▶ **Information provided**
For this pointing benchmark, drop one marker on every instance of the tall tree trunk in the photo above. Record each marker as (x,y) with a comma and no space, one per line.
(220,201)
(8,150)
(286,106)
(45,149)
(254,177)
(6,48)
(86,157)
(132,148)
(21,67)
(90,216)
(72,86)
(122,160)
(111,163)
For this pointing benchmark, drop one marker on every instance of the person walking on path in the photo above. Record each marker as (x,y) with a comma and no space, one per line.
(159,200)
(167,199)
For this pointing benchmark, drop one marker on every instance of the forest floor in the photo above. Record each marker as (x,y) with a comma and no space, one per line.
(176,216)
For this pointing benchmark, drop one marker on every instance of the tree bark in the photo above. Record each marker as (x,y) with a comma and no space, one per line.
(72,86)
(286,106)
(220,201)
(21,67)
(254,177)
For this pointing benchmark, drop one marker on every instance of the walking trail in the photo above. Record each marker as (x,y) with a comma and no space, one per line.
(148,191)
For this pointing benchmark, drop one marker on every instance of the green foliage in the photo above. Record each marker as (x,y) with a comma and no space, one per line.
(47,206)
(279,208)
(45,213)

▶ **Job**
Copy out every line of the records above, requests included, but scale each x and y coordinate in the answers by 0.75. Round each result to a whole number, with halves going up.

▶ **Exercise output**
For this pointing benchmark, drop one marker on every instance of the tall tree trunk in the photo above. Record each marker as (x,y) with a comma and no space, one per line.
(165,151)
(6,113)
(215,80)
(34,112)
(191,133)
(5,36)
(65,118)
(99,111)
(16,50)
(68,162)
(54,65)
(92,120)
(83,122)
For this pointing benchmark, drop one marker on every instance of the person walking on path in the photo above. Record each marker as (x,y) with a comma and no space, one per line.
(119,150)
(125,149)
For this pointing benchmark, drop one marker on every instance of the forest floor in the photo above. Record each marker as (x,y) with a comma and no space, one per line.
(132,162)
For this pointing benchmark, drop one marker on every instance of the tree bark in the photo above. Record each marker as (x,y) with a comma and no space, one per line.
(54,65)
(215,80)
(165,151)
(16,50)
(191,133)
For this pointing benchmark, drop one marker on every instance of the walking trail in the photo above. Record each marker as (x,y) with a comma and no space, one per line.
(111,143)
For this pointing benchmark, drop one marker on every instance of the green foliage in the photo above. Record each marker as (x,y) with a comma and no space, one per line.
(35,155)
(209,156)
(34,160)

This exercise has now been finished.